OBJECTIVE 1 | Shift every coordinate in the listing by adding 9 to each of its numbers, and write out everything from the line containing "Might I trouble you for the coordinates of the girl in" down to the end of the listing, request lines included.

EXCERPT PROVIDED |
※

Michael Connelly began writing the Mickey Haller novels in a bid to recharge his batteries for his long-running series hero, the LAPD detective Harry Bosch, who has featured in 16 novels since he first appeared in The Black Echo (1992). The Gods of Guilt is only the fifth story to feature defence lawyer Mickey Haller, but the success of the movie of The Lincoln Lawyer – released in 2011, starring Matthew McConaughey and based on the novel of the same name from 2005 – means that Mickey Haller is now arguably a more popular character than Bosch.
That popularity is reflected in an early flash of deadpan humour, as Haller rushes down the courthouse steps and sits into the back seat of the Lincoln town car from which he conducts his business, only to discover that he’s sitting in another lawyer’s Lincoln.
In the cutthroat world of LA’s legal system, where lawyers compete fiercely for business, the admittedly flattering imitation is costing Mickey dearly. Mickey, however, has more pressing concerns. An old friend, Gloria Dayton, has been found murdered. Complicating matters is the fact that the alleged killer, Gloria’s pimp, has requested that Mickey defend him in court, and has done so on Gloria’s advice.
Taking the case against his better judgement, Mickey has good reason to rue his decision when it gradually becomes apparent that the murder is rooted in a previous case. Soon Mickey is battling on a number of fronts, and finds himself and his associates targeted by a Mexican drugs cartel.
The title of The Gods of Guilt refers to the jurors who deliver their verdict on the men and women Mickey Haller defends in court, but there’s a personal dimension to it too. “The gods of guilt are many,” says Legal Siegel, Mickey’s aging mentor. “You don’t need to add to them.” Mickey Haller is a slick, fast-talking defence lawyer who isn’t above bending the rules to ensure clients walk away from court with a not-guilty verdict, regardless of their innocence, but his professional exterior masks a man haunted by demons.

※

[Data extracted from a collection]
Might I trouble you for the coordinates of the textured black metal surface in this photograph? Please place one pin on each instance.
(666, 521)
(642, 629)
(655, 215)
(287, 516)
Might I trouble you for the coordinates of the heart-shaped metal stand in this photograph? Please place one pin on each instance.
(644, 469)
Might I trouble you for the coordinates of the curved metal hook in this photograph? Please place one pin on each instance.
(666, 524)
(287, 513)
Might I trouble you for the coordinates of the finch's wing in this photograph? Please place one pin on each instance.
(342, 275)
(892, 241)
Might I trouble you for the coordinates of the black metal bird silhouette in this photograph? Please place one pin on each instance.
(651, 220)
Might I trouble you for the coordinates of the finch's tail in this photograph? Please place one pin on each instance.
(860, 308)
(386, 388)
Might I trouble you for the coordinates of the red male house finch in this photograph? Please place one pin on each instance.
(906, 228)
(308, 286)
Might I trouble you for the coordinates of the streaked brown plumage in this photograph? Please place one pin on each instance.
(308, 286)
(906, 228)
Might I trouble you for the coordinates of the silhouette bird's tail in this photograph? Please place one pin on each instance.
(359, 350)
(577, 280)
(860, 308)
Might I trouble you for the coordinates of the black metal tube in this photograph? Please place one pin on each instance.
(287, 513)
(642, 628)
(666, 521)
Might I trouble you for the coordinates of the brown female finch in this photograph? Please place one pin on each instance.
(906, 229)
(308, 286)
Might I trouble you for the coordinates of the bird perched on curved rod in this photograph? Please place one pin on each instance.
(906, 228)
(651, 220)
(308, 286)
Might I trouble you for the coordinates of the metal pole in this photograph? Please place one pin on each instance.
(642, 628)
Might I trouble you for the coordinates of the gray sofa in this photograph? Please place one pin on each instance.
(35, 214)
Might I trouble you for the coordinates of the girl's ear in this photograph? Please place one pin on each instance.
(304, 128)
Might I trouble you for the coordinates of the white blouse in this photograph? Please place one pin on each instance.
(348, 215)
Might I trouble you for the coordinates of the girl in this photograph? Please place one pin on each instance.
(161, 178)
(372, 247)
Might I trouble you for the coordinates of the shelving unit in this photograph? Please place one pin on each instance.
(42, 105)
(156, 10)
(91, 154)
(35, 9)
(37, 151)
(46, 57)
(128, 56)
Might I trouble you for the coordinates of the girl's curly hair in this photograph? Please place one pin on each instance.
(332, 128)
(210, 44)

※

OBJECTIVE 2 | Echo the book review back word for word.

FINAL RESULT 1 |
Might I trouble you for the coordinates of the girl in this photograph? Please place one pin on each instance.
(170, 187)
(381, 256)
Might I trouble you for the coordinates of the shelving unit in this photograph? Please place one pin on each instance.
(51, 114)
(165, 19)
(100, 163)
(44, 18)
(46, 160)
(55, 66)
(137, 65)
Might I trouble you for the coordinates of the girl's curly hair in this photograph? Please place one pin on each instance.
(341, 137)
(219, 53)

FINAL RESULT 2 |
Michael Connelly began writing the Mickey Haller novels in a bid to recharge his batteries for his long-running series hero, the LAPD detective Harry Bosch, who has featured in 16 novels since he first appeared in The Black Echo (1992). The Gods of Guilt is only the fifth story to feature defence lawyer Mickey Haller, but the success of the movie of The Lincoln Lawyer – released in 2011, starring Matthew McConaughey and based on the novel of the same name from 2005 – means that Mickey Haller is now arguably a more popular character than Bosch.
That popularity is reflected in an early flash of deadpan humour, as Haller rushes down the courthouse steps and sits into the back seat of the Lincoln town car from which he conducts his business, only to discover that he’s sitting in another lawyer’s Lincoln.
In the cutthroat world of LA’s legal system, where lawyers compete fiercely for business, the admittedly flattering imitation is costing Mickey dearly. Mickey, however, has more pressing concerns. An old friend, Gloria Dayton, has been found murdered. Complicating matters is the fact that the alleged killer, Gloria’s pimp, has requested that Mickey defend him in court, and has done so on Gloria’s advice.
Taking the case against his better judgement, Mickey has good reason to rue his decision when it gradually becomes apparent that the murder is rooted in a previous case. Soon Mickey is battling on a number of fronts, and finds himself and his associates targeted by a Mexican drugs cartel.
The title of The Gods of Guilt refers to the jurors who deliver their verdict on the men and women Mickey Haller defends in court, but there’s a personal dimension to it too. “The gods of guilt are many,” says Legal Siegel, Mickey’s aging mentor. “You don’t need to add to them.” Mickey Haller is a slick, fast-talking defence lawyer who isn’t above bending the rules to ensure clients walk away from court with a not-guilty verdict, regardless of their innocence, but his professional exterior masks a man haunted by demons.